* [What you will do]:
Extract every record, keeping each one exactly as it is.

Referring expression pointing data
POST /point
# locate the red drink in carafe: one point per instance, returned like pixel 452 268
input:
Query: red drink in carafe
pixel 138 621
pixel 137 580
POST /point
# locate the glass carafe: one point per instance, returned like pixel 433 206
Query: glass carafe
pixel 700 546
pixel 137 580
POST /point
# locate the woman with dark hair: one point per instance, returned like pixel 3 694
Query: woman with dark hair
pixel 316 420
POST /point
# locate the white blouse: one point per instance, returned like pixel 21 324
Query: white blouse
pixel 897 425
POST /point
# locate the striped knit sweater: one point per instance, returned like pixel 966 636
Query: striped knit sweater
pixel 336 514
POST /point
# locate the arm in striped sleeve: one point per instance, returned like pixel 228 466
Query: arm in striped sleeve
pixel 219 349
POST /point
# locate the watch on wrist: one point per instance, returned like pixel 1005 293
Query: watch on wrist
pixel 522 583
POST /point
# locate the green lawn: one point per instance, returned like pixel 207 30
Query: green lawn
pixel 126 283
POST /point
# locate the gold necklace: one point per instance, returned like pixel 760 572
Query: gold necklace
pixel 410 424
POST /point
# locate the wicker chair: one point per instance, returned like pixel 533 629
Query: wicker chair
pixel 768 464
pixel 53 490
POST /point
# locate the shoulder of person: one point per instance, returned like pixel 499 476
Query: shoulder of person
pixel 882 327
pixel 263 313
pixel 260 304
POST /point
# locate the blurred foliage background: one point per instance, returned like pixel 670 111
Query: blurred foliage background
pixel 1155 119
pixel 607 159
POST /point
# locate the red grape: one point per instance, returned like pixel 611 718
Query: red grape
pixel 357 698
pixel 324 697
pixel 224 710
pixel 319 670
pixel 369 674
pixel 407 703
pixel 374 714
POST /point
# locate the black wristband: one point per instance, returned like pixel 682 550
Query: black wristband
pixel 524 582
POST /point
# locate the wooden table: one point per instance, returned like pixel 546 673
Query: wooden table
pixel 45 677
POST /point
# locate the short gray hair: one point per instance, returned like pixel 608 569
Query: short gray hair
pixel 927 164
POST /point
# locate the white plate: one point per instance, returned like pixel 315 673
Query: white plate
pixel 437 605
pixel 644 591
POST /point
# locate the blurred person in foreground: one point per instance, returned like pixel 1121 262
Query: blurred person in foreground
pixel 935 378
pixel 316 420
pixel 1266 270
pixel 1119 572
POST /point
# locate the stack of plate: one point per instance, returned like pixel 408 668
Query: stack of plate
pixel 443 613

* [Output of the task]:
POST /point
# locate the red drink in carafe: one point per instance, returned like pixel 452 268
input:
Query: red drink in carafe
pixel 138 621
pixel 137 580
POST /point
# locate the glass carafe: one point per instance, returned like pixel 433 206
Query: glass carafe
pixel 700 546
pixel 137 580
POST /point
# locate the woman with dark hair: one point per instance, returned like pixel 3 694
Query: woman with dark hair
pixel 316 420
POST /point
# locate the white blouse: one point per instance, returned like pixel 21 324
Query: white blouse
pixel 897 425
POST /point
# locate the striped knit sweater: one point per instance, returned like pixel 966 636
Query: striped knit sweater
pixel 336 514
POST /point
# locate the arm in striped sleeve: one point per instance, returned like pixel 228 466
Query: arm in striped sleeve
pixel 219 349
POST /point
# locate the watch on wrist: one point per instance, returned like pixel 1005 293
Query: watch on wrist
pixel 522 583
POST /point
# locate the green lawn: one point per instance, returned like pixel 207 30
Query: green lawn
pixel 126 283
POST /point
# locate the gold necklace: one point per instance, returned like pixel 760 572
Query: gold necklace
pixel 410 424
POST /point
# locate the wicker chair: one point per instance, returned like pixel 533 629
Query: wicker chair
pixel 768 464
pixel 53 490
POST /point
# locate the shoulder of person: one point per instance, returned like pixel 499 476
Query: shoulder of person
pixel 882 327
pixel 263 313
pixel 260 304
POST /point
# locate the blurred foliage background: one point per instance, returned like pixel 670 111
Query: blurred foliage background
pixel 1155 119
pixel 607 159
POST /point
# locate the red grape: one point per instance, returned like pixel 611 718
Query: red grape
pixel 357 698
pixel 324 697
pixel 224 710
pixel 319 670
pixel 369 674
pixel 407 703
pixel 374 714
POST /point
# locate the black wristband: one point per instance, returned like pixel 682 550
Query: black wristband
pixel 524 582
POST /point
# locate the wooden table: one point per instance, returned like pixel 546 673
Query: wooden table
pixel 45 677
POST /point
# locate the short gray hair: one point per instance, returned like pixel 608 569
Query: short gray hair
pixel 927 164
POST /point
# locate the white plate: one point per instance, returned like pixel 315 673
Query: white plate
pixel 437 605
pixel 644 591
POST /point
# locate the blurred person in foreground: one point per instance, returned like pixel 1121 262
Query: blurred person in foreground
pixel 935 378
pixel 316 420
pixel 1266 270
pixel 1119 572
POST /point
# locate the stack of plate: one point per instance, returned like pixel 408 668
Query: stack of plate
pixel 443 613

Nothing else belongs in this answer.